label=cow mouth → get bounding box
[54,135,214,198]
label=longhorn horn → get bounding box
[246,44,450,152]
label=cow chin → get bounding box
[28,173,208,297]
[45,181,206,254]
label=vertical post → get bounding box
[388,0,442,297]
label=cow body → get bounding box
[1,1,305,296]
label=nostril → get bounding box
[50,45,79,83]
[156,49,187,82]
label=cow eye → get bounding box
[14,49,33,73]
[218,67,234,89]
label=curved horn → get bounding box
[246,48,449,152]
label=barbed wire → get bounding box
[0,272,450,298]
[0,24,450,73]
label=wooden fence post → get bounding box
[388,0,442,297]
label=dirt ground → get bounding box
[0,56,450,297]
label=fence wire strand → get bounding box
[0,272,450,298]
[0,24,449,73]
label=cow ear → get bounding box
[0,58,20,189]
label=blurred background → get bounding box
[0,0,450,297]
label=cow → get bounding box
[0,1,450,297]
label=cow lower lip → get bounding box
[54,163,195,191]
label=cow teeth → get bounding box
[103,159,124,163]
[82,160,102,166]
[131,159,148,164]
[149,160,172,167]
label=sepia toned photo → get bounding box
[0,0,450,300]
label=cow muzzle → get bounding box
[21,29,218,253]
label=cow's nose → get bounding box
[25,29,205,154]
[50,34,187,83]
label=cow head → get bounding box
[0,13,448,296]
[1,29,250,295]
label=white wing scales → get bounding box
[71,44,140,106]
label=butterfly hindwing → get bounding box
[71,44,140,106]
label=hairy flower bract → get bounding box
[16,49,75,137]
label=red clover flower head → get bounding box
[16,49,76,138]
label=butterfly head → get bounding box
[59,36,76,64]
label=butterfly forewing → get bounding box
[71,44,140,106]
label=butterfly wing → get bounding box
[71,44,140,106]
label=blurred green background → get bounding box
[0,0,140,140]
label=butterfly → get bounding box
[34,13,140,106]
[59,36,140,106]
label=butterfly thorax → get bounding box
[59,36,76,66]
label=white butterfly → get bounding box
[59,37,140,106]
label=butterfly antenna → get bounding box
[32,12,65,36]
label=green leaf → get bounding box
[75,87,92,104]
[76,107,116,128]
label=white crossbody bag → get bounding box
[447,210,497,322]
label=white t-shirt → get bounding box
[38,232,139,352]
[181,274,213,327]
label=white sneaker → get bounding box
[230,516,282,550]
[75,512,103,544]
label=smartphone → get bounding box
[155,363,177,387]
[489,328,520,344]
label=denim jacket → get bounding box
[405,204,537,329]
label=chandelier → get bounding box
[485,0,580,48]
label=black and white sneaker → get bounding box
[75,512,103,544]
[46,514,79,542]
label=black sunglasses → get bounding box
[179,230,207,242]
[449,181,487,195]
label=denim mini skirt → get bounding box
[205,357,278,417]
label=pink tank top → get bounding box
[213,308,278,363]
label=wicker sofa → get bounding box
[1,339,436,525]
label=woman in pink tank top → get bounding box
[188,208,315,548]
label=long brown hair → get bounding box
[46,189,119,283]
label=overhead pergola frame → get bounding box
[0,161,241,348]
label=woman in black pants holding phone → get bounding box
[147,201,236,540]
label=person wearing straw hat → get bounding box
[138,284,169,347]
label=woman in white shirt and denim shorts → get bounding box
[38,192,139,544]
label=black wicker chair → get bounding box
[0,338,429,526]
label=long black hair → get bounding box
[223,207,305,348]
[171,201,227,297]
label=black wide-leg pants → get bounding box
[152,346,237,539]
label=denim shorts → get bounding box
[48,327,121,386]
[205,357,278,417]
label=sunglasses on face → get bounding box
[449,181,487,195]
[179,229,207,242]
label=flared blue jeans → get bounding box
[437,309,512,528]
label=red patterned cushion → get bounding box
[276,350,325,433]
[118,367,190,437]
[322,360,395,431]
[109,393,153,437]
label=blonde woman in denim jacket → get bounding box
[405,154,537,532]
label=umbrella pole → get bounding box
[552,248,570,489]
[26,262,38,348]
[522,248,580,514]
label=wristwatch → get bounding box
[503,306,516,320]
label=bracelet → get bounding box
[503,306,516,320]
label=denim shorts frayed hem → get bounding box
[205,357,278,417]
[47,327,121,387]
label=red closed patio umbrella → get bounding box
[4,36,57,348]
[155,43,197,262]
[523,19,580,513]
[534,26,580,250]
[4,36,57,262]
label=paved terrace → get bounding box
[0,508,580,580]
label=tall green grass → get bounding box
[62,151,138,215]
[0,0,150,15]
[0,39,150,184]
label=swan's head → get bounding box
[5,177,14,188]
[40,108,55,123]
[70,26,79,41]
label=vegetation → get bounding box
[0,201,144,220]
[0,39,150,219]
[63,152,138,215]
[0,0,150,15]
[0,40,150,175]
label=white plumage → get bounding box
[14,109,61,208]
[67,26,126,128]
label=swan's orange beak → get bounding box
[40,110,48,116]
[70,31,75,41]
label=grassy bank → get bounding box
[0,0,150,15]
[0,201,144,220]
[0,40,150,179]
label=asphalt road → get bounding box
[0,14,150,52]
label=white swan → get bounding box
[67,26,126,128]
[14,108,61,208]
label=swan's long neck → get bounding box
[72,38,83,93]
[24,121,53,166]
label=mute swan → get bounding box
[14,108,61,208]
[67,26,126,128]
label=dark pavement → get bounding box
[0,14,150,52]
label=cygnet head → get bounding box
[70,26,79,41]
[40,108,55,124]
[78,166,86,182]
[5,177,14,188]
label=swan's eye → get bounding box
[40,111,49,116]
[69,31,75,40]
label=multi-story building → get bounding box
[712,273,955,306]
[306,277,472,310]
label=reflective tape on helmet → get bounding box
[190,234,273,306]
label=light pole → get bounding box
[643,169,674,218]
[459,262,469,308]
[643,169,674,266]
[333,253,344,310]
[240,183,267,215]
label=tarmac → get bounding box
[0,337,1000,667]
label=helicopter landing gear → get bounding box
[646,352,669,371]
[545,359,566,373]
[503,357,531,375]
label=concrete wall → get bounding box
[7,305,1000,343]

• **TASK PROMPT**
Set out everything in the listing above, from its first line down to and including the line containing "[0,0,450,300]", as a numbered list with blank lines left out.

• **FULL RESPONSE**
1. label=cow mouth → get bounding box
2. [54,135,214,198]
3. label=longhorn horn → get bounding box
4. [246,44,450,152]
5. label=cow chin → get bounding box
6. [28,173,208,297]
7. [45,181,206,254]
8. label=vertical post → get bounding box
9. [388,0,442,297]
10. label=cow body → get bounding box
11. [1,1,305,296]
12. label=nostril → get bounding box
13. [50,45,79,83]
14. [156,49,187,82]
15. label=cow eye → get bounding box
16. [14,49,33,73]
17. [218,67,234,89]
18. label=curved horn → get bounding box
19. [246,48,449,152]
20. label=barbed wire → get bounding box
21. [0,272,450,298]
22. [0,24,450,73]
23. label=wooden fence post → get bounding box
24. [388,0,442,297]
25. label=dirt ground → get bounding box
26. [0,56,450,297]
27. label=fence wire strand → get bounding box
28. [0,272,450,298]
29. [0,24,449,73]
30. label=cow ear → get bounding box
31. [0,58,20,189]
32. label=blurred background → get bounding box
33. [0,0,450,297]
34. label=cow → get bounding box
35. [0,1,450,297]
36. label=cow lower lip → get bounding box
37. [54,163,195,191]
38. label=cow teeth → get bounding box
39. [103,159,124,163]
40. [82,160,102,166]
41. [131,159,148,164]
42. [149,160,172,167]
43. label=sepia toned photo → get bounding box
44. [0,0,450,300]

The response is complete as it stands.